Yuval Noah Harari 2016. Homo Deus. A brief history of tomorrow. London: Harvill Secker, 440 pp.
This patchwork of a book is not nearly as interesting as it promises.
The very first chapter, The new human agenda , sets the scene in a promising way with some cogent observations: “For the first time in history, more people die today from eating too much than too little …”; “more people commit suicide than are killed by soldiers, terrorists and criminals combined …”. We don’t get exposed to the plan of the book until page 66 where it is explained that the first part is an attempt to understand if Homo sapiens is special compared with other animals. The second part is about “the bizarre world Homo sapiens has created in the last millennia”. The final part is about our current “predicament” and possible futures and “ … scrutinises our smartphones, dating practices and job market for clues of things to come”. I should have read the tea leaves and stopped right there.
Subsequent chapters and headings promise much but fail to deliver any substance: Why the stock exchange has no conciousness; The time bomb in the laboratory. Some are downright silly: Is Beethoven better than Chuck Berry; Electricity, genetics and radical Islam. Harari just goes on setting the scene for an interesting book, but he never delivers that book. There are plenty of trite truisms, opinions and judgements which he hides from unconvincingly with the statement “… this is a historical prediction, not a political manifesto”. I should have been alert to the fact that Yuval Noah Harari is a historian and so he naturally sees events through the prism of an ebb and flow of power and wealth more than of cultures and civilisations. Fair enough, perhaps, if this was just a history. But the scope of this book, dabbling in possible futures, requires more substance and fewer contradictions. Harari regularly celebrates humanism, foibles and all, but decries the uncountable tragedies of history that result from the actions of ill-informed humans. But when contemplating possible futures in which humans might avoid such poor decisions through merger with or replacement by artificial intelligences he would rather hide in the humanist past, flaws and all, without even contemplating possible improvement. And although he pretends to adopt the obvious truth that organisms are just biochemical and genetic algorithms which are sufficient to explain being human, he can’t seem to imagine that a non-biological intelligence could also have those “human” qualities. Harari is no Nick Bostrom or Ray Kurzweil and there isn’t much here that is not covered more objectively by those and other better-informed authors.

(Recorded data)
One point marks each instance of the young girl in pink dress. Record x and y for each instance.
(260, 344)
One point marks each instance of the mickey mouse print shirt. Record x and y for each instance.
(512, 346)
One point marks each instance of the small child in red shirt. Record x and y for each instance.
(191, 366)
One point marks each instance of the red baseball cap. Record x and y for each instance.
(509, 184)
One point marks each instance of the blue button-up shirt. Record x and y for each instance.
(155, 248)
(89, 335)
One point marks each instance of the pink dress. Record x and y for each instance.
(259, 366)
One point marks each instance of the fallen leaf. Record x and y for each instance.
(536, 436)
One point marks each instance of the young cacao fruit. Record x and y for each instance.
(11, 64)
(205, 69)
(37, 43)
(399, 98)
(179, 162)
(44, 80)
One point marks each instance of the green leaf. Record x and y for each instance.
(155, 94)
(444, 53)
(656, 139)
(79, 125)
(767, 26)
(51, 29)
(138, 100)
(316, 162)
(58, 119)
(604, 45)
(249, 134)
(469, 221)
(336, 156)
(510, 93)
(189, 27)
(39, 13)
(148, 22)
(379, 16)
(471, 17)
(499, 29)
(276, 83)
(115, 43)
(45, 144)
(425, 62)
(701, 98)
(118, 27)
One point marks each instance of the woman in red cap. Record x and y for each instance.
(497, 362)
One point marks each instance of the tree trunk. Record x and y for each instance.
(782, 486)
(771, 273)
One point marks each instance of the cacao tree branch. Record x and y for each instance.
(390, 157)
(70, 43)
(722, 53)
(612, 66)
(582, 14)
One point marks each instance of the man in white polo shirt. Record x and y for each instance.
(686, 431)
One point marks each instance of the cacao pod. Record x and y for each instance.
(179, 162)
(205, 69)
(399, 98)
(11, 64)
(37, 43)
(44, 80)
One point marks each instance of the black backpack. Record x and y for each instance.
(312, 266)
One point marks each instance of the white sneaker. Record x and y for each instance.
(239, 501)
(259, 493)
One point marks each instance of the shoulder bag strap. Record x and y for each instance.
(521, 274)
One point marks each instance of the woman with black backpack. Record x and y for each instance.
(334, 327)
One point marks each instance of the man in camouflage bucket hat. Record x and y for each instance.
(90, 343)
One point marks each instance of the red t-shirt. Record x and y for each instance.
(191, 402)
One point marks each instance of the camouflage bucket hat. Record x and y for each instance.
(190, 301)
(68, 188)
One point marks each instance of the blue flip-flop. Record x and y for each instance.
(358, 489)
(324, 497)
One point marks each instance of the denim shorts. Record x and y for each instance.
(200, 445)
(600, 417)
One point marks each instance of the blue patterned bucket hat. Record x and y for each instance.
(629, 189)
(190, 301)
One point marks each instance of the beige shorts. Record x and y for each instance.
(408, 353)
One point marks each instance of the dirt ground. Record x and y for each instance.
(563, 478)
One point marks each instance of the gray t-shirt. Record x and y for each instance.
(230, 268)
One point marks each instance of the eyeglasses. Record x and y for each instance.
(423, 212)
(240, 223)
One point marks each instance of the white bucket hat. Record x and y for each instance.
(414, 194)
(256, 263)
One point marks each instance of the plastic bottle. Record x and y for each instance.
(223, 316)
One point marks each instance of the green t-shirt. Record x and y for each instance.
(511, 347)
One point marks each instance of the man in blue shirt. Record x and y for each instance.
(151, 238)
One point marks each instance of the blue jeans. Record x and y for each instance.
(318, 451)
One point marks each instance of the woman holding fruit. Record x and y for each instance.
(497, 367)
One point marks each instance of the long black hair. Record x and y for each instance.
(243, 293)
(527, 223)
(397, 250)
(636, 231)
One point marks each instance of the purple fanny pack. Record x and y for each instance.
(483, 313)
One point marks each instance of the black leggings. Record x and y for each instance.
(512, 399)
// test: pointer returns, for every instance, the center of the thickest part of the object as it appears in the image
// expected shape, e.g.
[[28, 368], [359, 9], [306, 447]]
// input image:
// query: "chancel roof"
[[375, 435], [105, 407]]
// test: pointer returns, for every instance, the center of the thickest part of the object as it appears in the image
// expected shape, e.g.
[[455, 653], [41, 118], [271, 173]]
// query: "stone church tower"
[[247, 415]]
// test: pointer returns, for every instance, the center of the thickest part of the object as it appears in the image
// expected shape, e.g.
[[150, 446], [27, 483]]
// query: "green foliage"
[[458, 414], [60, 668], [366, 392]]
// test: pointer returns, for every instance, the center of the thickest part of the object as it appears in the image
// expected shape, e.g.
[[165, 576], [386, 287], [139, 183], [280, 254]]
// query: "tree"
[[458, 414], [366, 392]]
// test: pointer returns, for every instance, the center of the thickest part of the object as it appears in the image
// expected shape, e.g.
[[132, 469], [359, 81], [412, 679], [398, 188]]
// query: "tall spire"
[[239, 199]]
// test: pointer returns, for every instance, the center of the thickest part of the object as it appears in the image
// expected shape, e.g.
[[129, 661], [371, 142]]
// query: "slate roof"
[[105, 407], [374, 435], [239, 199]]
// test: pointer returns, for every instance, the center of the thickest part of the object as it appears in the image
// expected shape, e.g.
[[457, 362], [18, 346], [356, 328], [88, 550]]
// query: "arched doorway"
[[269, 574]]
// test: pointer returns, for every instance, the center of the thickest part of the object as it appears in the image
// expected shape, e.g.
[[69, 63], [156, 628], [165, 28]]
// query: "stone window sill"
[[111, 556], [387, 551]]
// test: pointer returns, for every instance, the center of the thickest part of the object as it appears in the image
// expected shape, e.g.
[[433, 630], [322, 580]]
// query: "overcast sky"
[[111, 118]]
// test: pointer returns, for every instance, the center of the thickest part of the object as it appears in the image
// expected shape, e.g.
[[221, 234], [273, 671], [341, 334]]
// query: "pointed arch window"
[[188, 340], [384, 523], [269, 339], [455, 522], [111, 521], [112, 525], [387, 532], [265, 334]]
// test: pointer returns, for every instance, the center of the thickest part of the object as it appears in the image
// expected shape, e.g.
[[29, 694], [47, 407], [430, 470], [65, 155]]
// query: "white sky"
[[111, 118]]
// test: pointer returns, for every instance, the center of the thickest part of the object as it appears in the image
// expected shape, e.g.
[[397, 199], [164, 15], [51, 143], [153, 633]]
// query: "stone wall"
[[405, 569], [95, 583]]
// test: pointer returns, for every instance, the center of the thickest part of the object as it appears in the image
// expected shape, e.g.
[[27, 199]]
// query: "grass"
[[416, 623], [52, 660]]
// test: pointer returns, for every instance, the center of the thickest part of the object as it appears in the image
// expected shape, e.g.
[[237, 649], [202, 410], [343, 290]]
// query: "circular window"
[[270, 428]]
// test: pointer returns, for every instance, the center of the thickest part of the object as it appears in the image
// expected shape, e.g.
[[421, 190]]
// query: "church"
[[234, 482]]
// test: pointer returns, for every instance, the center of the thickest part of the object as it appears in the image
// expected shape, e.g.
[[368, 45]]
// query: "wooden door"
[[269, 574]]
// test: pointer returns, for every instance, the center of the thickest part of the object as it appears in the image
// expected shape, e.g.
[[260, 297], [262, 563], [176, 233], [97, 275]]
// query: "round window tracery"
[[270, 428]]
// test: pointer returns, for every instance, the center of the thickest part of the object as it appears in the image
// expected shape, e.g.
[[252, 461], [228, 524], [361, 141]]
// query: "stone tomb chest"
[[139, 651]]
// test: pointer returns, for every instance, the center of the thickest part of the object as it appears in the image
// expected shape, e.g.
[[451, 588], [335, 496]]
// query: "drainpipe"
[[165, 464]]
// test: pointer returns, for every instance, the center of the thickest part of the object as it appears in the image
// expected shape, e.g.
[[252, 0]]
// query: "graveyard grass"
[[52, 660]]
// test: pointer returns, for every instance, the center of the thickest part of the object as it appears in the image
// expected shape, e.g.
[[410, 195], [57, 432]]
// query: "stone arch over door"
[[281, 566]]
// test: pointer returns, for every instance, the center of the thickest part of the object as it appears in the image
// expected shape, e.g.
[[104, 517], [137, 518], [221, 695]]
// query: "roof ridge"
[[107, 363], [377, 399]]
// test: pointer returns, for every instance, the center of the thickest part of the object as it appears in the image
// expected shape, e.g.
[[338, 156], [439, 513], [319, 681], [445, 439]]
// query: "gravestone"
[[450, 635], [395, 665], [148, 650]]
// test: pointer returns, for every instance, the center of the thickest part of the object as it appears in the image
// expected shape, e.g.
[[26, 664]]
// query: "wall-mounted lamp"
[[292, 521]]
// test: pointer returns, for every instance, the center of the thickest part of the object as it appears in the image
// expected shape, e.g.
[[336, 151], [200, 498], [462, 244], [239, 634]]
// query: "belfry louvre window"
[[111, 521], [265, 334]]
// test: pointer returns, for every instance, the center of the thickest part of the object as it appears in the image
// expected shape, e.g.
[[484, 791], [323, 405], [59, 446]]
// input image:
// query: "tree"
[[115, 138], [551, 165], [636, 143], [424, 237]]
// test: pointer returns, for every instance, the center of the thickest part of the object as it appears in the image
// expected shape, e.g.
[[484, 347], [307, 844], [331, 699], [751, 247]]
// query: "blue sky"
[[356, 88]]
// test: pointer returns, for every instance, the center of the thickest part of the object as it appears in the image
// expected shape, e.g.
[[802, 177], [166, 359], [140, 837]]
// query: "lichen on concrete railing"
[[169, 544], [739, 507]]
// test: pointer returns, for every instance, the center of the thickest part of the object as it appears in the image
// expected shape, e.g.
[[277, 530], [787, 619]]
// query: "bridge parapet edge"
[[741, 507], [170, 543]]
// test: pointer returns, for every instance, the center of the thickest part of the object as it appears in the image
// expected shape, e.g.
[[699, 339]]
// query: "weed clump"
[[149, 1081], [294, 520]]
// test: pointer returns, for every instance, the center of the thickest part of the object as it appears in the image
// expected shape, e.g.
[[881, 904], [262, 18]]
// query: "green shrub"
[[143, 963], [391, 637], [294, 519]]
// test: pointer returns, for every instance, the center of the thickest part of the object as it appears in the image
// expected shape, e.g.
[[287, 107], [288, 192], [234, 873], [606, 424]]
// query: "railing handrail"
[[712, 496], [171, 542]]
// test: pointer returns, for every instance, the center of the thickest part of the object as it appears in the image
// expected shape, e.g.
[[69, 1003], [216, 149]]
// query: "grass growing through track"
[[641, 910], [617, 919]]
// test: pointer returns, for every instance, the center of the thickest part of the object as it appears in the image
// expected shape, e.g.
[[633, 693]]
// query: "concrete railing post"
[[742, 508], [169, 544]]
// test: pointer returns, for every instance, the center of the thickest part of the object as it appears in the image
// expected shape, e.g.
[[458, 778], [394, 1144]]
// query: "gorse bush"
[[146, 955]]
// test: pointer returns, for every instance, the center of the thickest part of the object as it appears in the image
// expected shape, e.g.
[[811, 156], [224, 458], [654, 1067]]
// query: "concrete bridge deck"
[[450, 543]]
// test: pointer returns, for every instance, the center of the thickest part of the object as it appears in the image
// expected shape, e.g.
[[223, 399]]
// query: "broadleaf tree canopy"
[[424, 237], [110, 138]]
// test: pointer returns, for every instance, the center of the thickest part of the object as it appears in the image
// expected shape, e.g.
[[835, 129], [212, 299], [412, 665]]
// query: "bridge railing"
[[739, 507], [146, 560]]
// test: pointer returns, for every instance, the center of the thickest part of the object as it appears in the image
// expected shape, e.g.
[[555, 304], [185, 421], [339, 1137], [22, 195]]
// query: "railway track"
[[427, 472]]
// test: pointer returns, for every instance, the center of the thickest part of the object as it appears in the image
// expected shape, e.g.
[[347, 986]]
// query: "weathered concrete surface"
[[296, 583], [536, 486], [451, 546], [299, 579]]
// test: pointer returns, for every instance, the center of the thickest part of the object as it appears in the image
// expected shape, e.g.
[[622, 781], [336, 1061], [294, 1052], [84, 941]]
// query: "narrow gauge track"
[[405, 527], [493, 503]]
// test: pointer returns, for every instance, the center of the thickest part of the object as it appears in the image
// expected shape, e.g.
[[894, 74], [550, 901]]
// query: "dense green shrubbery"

## TASK INSTRUCTIONS
(a) Answer these questions from the review of Homo Deus:
(i) On which page of the book is its plan first explained?
(ii) Which two headings does the reviewer call downright silly?
(iii) Which two authors does the reviewer say Harari is not?
(b) Continue the review of Homo Deus, picking up after its final sentence.
The listing is separate material and has no connection to the review of Homo Deus.

## ANSWER SET
(a)
(i) Page 66
(ii) "Is Beethoven better than Chuck Berry" and "Electricity, genetics and radical Islam"
(iii) Nick Bostrom and Ray Kurzweil

(b)
Harari betrays the depths of his misunderstandings with his breathtakingly wrong view of science (p. 198): “Science is interested, above all in power”. I would be interested to hear him run that past an actual scientist. Science, of course, is interested above all in understanding the universe (including ourselves) and couldn’t give a toss about power. Except in attempting to understand how historians like Harari could come to admire their own opinions and biases to the extent that they project them into topics which they don’t understand.
There was at least one brief glimmer of reading pleasure. I did enjoy A brief history of lawns (pp. 61-64) where the author indulges in an amusing tirade on this gratuitous symbol of wealth, which started in palaces and chateaux and is now ubiquitous in the West in the form of suburban lawns, quadrangles, sports fields and the like. (They never bothered with lawns at the Acropolis. Too busy inventing philosophy and mathematics, I suppose.)